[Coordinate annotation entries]
----------------
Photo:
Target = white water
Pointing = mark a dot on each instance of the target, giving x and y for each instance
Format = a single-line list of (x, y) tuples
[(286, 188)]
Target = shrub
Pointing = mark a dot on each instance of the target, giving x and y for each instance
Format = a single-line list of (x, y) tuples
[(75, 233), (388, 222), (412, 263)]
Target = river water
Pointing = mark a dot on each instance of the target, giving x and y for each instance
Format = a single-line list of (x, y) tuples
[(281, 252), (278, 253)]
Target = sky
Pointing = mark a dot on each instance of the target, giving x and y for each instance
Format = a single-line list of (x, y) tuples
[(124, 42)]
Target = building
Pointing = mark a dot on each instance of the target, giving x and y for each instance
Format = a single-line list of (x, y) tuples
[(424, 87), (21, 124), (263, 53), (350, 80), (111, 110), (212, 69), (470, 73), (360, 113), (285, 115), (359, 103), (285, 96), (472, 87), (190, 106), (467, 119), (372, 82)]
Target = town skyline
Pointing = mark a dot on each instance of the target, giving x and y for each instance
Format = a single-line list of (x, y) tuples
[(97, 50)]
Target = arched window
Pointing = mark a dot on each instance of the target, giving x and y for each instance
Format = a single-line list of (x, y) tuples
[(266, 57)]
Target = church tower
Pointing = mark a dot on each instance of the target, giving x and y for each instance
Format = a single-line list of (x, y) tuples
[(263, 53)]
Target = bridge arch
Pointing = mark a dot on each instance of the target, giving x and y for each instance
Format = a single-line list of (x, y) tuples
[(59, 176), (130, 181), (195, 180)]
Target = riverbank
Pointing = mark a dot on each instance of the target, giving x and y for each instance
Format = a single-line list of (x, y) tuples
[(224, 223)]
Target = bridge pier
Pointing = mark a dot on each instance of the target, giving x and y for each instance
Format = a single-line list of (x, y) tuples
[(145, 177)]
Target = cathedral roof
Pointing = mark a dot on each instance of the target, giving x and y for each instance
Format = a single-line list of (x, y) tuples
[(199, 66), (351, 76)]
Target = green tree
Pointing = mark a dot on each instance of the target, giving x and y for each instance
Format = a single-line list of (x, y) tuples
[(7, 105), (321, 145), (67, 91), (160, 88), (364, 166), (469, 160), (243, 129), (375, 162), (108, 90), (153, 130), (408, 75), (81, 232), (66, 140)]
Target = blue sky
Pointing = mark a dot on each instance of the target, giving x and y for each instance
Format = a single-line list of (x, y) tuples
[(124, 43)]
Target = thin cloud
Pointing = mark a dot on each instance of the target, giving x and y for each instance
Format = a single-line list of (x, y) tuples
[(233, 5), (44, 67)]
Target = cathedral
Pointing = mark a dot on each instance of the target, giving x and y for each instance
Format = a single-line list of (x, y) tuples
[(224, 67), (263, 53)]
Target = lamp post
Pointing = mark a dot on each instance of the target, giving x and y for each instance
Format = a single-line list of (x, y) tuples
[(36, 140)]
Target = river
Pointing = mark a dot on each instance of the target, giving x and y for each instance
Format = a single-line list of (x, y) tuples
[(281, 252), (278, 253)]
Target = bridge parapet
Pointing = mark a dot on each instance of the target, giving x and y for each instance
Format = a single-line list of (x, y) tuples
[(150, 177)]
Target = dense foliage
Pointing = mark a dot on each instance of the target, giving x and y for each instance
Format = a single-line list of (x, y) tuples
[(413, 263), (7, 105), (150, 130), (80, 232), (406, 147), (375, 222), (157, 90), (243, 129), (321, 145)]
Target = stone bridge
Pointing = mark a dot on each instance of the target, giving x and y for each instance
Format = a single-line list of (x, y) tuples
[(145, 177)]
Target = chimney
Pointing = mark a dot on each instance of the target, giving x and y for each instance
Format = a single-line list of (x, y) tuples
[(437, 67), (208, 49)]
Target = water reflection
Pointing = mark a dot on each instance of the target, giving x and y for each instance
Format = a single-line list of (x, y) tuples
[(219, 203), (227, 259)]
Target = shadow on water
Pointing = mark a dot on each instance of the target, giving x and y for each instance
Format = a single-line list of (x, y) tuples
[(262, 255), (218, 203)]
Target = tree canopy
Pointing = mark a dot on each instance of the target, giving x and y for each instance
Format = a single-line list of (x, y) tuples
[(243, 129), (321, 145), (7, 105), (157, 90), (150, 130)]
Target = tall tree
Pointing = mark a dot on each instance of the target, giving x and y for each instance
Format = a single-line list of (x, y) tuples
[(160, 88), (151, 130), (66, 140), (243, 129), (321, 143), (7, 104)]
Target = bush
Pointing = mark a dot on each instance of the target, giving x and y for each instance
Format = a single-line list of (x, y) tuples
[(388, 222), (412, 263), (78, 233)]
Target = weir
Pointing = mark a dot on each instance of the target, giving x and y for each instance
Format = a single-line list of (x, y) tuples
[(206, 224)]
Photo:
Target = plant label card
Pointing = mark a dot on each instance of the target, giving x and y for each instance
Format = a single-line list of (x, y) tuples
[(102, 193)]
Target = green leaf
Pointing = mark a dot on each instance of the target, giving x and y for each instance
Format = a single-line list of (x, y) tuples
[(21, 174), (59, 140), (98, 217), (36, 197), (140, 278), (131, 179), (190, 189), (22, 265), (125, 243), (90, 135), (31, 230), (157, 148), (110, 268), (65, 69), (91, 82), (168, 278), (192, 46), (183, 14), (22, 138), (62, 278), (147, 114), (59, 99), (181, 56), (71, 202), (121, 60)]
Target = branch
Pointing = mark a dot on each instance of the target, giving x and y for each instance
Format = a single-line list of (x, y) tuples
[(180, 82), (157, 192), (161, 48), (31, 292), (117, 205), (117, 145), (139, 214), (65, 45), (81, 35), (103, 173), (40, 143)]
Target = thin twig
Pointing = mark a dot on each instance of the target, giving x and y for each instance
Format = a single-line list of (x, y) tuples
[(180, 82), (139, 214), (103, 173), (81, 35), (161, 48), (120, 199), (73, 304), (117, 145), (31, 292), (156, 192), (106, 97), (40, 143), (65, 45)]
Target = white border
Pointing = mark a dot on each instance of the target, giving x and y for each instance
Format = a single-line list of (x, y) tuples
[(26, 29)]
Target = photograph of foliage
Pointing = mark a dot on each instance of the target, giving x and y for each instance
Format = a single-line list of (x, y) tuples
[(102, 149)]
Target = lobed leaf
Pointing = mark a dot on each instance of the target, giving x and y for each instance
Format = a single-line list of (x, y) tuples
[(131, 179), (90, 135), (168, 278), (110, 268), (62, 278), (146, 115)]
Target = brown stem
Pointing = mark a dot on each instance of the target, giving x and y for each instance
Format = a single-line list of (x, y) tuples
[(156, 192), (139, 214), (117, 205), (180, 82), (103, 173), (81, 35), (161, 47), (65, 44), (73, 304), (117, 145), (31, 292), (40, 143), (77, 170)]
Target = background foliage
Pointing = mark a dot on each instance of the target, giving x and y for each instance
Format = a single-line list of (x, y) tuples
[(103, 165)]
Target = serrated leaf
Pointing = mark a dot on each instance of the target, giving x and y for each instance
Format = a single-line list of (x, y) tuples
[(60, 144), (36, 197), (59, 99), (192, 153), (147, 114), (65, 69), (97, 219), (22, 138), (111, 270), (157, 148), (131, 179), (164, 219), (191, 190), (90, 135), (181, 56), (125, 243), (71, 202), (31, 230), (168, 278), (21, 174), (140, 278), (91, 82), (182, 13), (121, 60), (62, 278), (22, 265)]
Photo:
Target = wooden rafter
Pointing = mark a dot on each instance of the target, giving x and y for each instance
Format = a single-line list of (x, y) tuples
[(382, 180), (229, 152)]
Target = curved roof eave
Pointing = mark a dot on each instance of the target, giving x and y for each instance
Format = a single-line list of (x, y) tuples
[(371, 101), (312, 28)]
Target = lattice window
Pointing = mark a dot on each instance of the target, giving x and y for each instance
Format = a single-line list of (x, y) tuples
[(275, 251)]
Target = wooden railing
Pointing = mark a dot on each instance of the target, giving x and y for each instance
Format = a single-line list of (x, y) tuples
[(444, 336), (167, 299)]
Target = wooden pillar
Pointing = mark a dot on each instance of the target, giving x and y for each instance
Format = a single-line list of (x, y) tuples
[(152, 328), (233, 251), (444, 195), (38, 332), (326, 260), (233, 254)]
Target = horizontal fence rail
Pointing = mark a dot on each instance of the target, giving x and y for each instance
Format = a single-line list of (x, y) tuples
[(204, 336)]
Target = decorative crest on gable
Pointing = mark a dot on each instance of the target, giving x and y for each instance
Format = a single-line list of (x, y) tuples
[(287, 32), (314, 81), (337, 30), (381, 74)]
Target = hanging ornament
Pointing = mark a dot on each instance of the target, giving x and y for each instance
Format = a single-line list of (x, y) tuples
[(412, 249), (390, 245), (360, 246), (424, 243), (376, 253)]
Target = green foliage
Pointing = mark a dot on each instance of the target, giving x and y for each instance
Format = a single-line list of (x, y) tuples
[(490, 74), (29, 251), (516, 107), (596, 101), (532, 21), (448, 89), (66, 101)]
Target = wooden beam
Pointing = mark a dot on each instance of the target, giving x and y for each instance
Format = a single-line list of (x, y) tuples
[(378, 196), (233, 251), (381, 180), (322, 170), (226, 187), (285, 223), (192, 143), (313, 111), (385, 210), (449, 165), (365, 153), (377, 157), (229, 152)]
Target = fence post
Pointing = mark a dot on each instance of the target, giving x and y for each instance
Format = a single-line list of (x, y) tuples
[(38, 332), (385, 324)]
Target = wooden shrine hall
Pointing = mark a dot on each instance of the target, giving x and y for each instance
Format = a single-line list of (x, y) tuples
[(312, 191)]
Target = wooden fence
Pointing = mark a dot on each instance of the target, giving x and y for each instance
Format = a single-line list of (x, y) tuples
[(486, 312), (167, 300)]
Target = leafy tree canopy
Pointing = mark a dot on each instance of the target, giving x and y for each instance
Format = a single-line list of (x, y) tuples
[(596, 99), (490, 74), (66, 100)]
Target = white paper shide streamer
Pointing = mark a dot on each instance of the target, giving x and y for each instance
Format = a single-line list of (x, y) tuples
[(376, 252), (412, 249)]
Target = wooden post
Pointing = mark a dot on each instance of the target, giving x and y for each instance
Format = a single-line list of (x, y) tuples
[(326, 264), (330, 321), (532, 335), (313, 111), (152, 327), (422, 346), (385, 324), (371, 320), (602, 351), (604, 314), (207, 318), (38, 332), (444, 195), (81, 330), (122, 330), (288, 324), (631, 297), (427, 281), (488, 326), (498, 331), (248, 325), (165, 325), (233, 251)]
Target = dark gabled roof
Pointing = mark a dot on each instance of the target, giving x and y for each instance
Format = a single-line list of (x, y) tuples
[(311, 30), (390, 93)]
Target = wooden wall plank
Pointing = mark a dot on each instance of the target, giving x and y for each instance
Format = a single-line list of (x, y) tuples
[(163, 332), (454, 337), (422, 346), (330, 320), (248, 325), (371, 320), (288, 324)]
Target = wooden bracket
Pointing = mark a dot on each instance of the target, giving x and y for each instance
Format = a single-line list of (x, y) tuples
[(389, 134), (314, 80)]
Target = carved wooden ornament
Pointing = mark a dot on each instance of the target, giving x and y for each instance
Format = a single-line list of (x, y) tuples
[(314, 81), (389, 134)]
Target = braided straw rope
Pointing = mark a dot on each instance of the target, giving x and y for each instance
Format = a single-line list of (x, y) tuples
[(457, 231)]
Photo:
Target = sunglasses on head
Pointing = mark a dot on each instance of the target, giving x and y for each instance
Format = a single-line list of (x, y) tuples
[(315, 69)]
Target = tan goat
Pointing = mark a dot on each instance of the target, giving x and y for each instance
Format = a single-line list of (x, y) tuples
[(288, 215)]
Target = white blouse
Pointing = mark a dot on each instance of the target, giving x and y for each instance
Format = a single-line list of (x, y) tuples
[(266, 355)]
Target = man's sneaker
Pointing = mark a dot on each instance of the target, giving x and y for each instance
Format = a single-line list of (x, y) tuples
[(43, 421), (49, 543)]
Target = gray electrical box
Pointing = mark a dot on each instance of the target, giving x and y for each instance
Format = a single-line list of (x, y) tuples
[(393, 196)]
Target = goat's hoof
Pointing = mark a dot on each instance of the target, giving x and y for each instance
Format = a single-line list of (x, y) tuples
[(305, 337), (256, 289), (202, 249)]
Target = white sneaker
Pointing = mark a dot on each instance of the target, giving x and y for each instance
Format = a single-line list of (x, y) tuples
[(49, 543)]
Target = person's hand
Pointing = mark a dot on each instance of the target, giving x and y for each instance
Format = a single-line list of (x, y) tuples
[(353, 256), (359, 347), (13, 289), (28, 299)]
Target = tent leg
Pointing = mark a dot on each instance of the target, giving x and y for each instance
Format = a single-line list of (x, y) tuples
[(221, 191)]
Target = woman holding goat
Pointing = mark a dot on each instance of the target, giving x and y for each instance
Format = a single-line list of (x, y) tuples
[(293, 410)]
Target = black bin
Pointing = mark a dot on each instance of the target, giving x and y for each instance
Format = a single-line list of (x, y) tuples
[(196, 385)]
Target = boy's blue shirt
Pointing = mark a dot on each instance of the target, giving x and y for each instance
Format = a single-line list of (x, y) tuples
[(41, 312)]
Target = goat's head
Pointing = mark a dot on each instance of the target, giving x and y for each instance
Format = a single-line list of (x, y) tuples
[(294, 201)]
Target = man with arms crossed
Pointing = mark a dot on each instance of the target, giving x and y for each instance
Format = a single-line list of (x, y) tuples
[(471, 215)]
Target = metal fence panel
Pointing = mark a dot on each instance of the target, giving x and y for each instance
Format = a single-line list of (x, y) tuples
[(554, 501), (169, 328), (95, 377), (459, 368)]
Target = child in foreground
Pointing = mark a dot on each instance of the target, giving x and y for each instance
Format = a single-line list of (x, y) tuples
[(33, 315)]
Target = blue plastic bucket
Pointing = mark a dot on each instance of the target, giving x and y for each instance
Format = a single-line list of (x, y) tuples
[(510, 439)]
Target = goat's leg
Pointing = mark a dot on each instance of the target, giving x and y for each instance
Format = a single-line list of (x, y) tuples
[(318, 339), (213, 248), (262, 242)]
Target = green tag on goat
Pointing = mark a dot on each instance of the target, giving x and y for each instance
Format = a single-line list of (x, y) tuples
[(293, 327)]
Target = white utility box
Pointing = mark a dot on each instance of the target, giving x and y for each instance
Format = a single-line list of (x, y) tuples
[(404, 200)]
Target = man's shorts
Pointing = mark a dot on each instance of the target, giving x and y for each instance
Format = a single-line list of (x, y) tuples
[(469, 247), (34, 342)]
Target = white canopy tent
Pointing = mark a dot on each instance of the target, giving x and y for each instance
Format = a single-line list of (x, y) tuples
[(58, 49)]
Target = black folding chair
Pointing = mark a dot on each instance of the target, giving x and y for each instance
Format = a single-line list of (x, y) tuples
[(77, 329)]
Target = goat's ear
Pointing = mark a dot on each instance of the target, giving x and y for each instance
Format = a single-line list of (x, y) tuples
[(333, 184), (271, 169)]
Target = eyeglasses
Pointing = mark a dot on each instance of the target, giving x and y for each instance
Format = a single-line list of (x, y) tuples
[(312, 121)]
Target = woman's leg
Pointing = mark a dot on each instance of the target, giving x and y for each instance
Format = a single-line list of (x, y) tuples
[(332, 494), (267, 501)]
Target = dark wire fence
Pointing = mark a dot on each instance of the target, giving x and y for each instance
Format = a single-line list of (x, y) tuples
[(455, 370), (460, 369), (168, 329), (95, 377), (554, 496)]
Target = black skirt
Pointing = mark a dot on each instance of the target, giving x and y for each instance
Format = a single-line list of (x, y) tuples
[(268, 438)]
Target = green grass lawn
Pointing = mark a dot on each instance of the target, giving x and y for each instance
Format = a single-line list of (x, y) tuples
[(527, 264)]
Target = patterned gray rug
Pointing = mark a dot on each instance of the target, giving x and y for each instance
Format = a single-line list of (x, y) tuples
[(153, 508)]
----------------
Please retype the lines starting with the one that contains "Target = white canopy tent" and ending with the very last line, both included, without changing anything.

Target = white canopy tent
Pointing = mark a dot on each instance of the target, giving x and y for each instance
Format = a single-line list of (x, y) tuples
[(58, 49)]
Target = black folding chair
Pointing = mark a dot on each instance of the target, giving x and y for each instance
Format = a single-line list of (x, y) tuples
[(77, 329)]
Target = goat's ear
Pointing = mark a dot on each instance of the target, giving x and y for each instance
Format = a single-line list of (x, y) tuples
[(333, 184), (271, 169)]
Target = eyeglasses
Pointing = mark a dot on each instance of the target, giving x and y for each instance
Format = a single-line list of (x, y) tuples
[(312, 121)]
Target = woman's leg
Pointing = mark a dot on each instance of the target, giving x and y for each instance
Format = a single-line list of (x, y) tuples
[(332, 494), (267, 501)]
Target = dark wire fence
Pointing = mark a dot on each instance of the target, giving x and y for each instance
Format = a single-line list of (x, y) tuples
[(455, 370), (460, 369), (168, 329), (95, 377), (554, 496)]
Target = black skirt
Pointing = mark a dot on each instance of the target, giving x and y for each instance
Format = a single-line list of (x, y) tuples
[(268, 438)]
Target = green grass lawn
Pointing = mark a dot on each instance of the target, giving x and y for each instance
Format = a single-line list of (x, y) tuples
[(527, 264)]
Target = patterned gray rug
Pointing = mark a dot on each instance of the target, giving x and y for each instance
Format = a single-line list of (x, y) tuples
[(153, 508)]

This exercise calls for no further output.